WHAT TO DO: In the children's book descriptions, change "butterfly" to "dragonfly" and write out the part that opens with the words "Summer Days and Nights" and closes with "and summer nights.".

EXTRACTED TEXT:

▬▬▬

There Might Be Lobsters by Carolyn Crimi, illustrated by Laurel Molk
Lots of things at the beach scare Sukie. Lots. Because she is just a small dog, and the stairs are big and sandy, and the waves are big and whooshy, and the balls are big and beachy. And besides, there might be lobsters. With endearing illustrations and a perfectly paced text that captures a timid pup’s looping thoughts, here is a funny and honest read-aloud about how overwhelming the world can be when you’re worried — and how empowering it is to overcome your fears when it matters the most.
And Then Comes Summer by Tom Brenner, illustrated by Jaime Kim
When the days stretch out like a slow yawn, and the cheerful faces of Johnny-jump-ups jump up . . . then it’s time to get ready for summer! From flip-flops and hide-and-seek to fireworks and ice-cream trucks, from lemonade stands and late bedtimes to swimming in the lake and toasting marshmallows, there’s something for everyone in this bright and buoyant celebration of the sunny season. Tom Brenner’s lovely, lyrical ode to summers spent outdoors will strike a chord with anyone who’s ever counted down the days until school gets out, and Jaime Kim’s jubilant, nostalgia-soaked illustrations leave little doubt that summer is indeed a time unlike any other.
Summer Days and Nights by Wong Herbert Yee
On a hot summer day, a little girl finds ways to entertain herself and stay cool. She catches a butterfly, sips lemonade, jumps in a pool, and goes on a picnic. At night, she sees an owl in a tree and a frog in a pond, and hears leaves rustling. Before long, she’s fast asleep, dreaming about more summer days and summer nights.
Flowers Are Calling by Rita Gray, illustrated by Kenard Pak
Flowers are calling to all the animals of the forest, “Drink me!”—but it’s the pollinators who feast on their nectar. In rhyming poetic form and with luminous artwork, this book shows us the marvel of natural cooperation between plants, animals, and insects as they each play their part in the forest’s cycle of life.

▬▬▬

DATA PROVIDED:

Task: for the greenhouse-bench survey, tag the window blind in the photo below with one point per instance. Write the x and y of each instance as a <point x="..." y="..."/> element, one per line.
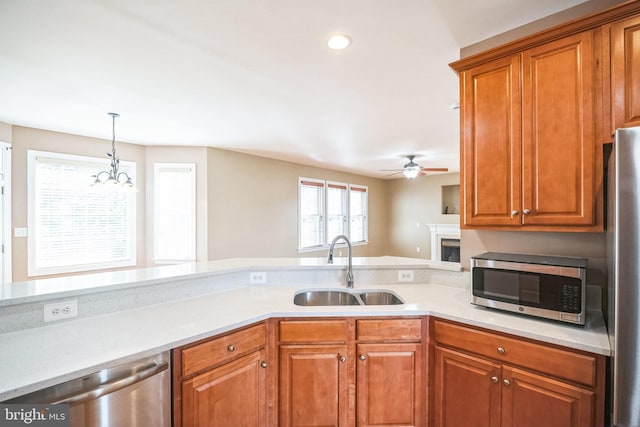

▬▬▬

TASK RESULT:
Summer Days and Nights by Wong Herbert Yee
On a hot summer day, a little girl finds ways to entertain herself and stay cool. She catches a dragonfly, sips lemonade, jumps in a pool, and goes on a picnic. At night, she sees an owl in a tree and a frog in a pond, and hears leaves rustling. Before long, she’s fast asleep, dreaming about more summer days and summer nights.